● **Problem requirements**:
Repeat exactly the lines from the line containing "Practice step: point at the green shrub" through the last line of the records below, inclusive, and nothing else.

Excerpts from point annotation data:
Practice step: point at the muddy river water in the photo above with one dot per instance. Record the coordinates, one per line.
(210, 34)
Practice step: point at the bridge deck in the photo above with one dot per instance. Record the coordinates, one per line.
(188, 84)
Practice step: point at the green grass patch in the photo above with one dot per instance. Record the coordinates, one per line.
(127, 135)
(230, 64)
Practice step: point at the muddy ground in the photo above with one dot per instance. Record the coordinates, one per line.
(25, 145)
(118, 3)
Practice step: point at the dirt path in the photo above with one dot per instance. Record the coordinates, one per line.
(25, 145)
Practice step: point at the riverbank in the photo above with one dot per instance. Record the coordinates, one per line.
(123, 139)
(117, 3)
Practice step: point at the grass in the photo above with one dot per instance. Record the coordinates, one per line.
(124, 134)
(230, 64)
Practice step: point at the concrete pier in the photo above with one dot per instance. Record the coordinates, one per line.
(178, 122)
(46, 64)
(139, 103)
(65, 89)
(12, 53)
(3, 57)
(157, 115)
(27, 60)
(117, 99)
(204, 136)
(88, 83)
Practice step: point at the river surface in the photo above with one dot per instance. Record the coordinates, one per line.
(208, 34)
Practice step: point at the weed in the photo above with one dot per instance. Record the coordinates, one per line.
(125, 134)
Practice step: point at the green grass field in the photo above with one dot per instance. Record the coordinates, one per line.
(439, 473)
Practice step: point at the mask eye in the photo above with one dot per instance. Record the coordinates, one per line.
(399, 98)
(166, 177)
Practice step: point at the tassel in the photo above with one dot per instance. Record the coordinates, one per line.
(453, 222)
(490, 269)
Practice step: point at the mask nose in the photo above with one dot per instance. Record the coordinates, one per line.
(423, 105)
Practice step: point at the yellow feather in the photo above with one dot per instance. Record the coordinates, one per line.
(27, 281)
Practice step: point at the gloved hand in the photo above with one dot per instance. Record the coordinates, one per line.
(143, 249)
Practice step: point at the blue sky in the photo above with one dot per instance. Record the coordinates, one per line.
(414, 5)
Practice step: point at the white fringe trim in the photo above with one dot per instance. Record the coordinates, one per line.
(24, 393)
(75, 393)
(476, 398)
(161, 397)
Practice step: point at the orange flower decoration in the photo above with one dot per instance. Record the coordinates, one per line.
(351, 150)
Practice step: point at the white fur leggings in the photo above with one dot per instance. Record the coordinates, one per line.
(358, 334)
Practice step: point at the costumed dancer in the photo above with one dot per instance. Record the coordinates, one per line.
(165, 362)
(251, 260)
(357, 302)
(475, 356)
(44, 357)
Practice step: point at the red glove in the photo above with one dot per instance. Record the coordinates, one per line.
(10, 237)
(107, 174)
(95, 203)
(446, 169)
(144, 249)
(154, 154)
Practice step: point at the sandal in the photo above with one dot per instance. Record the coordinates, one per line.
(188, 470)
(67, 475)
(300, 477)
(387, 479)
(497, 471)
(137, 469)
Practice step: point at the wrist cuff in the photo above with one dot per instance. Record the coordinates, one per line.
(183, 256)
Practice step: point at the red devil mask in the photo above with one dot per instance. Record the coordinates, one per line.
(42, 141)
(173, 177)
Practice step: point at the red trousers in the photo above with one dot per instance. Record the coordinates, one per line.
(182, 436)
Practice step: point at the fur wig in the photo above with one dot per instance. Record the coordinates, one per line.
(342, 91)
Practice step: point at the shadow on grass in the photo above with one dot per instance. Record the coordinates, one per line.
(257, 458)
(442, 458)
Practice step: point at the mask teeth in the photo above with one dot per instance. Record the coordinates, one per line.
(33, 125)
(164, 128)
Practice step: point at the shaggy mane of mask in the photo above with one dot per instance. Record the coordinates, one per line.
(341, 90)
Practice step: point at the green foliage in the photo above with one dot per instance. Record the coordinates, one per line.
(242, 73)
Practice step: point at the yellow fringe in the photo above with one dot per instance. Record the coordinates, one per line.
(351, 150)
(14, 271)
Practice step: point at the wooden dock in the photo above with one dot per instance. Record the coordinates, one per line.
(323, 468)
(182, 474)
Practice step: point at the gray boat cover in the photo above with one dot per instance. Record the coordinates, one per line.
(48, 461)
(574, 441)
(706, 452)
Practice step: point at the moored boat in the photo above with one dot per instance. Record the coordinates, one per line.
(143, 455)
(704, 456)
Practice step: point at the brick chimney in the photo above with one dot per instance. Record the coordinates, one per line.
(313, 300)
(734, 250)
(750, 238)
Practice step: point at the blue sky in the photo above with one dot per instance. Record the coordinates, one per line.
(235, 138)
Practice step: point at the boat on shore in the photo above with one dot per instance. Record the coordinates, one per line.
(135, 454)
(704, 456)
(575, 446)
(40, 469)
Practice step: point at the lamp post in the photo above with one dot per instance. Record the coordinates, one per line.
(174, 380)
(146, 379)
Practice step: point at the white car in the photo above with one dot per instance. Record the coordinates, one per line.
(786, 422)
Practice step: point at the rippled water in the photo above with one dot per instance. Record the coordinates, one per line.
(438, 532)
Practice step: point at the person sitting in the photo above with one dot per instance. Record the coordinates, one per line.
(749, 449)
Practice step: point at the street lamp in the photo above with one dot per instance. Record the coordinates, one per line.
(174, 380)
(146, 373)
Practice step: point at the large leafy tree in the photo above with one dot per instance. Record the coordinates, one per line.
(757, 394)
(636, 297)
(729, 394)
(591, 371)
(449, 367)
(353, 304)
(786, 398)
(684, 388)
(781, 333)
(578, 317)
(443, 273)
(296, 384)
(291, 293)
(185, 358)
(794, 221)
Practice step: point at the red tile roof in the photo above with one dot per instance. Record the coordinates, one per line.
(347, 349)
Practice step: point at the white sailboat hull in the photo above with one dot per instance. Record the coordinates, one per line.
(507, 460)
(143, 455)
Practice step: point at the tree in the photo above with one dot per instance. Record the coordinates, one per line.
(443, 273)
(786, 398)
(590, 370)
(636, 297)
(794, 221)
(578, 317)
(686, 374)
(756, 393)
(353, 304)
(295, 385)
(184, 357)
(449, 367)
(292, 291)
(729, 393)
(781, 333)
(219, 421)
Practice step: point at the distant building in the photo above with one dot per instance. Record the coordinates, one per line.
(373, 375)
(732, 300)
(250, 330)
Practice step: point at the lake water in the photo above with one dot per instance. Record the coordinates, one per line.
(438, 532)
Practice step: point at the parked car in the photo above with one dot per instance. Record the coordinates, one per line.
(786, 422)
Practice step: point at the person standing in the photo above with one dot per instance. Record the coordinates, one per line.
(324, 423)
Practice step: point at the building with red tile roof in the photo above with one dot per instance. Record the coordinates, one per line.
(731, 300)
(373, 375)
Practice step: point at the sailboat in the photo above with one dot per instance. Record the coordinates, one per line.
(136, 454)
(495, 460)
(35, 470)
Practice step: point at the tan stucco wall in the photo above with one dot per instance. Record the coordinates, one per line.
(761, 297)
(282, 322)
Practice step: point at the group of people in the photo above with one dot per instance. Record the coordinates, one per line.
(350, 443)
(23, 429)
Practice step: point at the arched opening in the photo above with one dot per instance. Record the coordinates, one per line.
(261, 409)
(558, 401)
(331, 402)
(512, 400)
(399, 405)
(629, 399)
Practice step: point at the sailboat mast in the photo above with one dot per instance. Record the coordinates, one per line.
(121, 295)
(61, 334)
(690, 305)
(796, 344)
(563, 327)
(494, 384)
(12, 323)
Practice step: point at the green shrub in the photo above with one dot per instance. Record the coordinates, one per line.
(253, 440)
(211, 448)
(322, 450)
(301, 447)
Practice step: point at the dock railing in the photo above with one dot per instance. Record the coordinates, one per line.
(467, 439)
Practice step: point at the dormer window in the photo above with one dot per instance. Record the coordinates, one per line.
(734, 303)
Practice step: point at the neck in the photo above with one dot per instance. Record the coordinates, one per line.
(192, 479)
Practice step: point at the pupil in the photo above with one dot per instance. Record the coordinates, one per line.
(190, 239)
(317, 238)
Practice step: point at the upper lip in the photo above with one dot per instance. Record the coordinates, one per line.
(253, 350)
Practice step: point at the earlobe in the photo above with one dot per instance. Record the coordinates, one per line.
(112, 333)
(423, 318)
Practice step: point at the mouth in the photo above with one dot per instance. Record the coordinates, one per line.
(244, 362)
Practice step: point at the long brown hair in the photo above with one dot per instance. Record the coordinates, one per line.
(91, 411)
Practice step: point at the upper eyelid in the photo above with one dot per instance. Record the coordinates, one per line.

● **Output for this task**:
Practice step: point at the green shrub in the photo above with one dot per instance. Record the coordinates, one per line.
(253, 440)
(211, 448)
(322, 450)
(301, 447)
Practice step: point at the dock railing in the photo above with one dot per instance. Record the coordinates, one per line.
(467, 439)
Practice step: point at the dormer window in the photo above with one dot per instance. Record the coordinates, one per line.
(734, 303)
Practice step: point at the neck in the photo above with one dot per instance. Record the coordinates, one per line.
(192, 479)
Practice step: point at the pupil in the photo above with one dot per instance. Record the coordinates, one per line.
(190, 239)
(317, 238)
Practice step: point at the upper lip in the photo above with one dot per instance. Record the coordinates, one per line.
(253, 350)
Practice step: point at the earlobe in the photo above with one dot per instance. Record the coordinates, one per line.
(112, 333)
(423, 318)
Practice step: point at the mouth in the photo above with one dot per instance. Record the coordinates, one per line.
(244, 362)
Practice step: point at the long brown hair in the photo above with one dot per instance. Record the coordinates, one per line.
(91, 411)
Practice step: point at the upper eyelid in the photo above with one dot per instance. Record the coordinates, one per line.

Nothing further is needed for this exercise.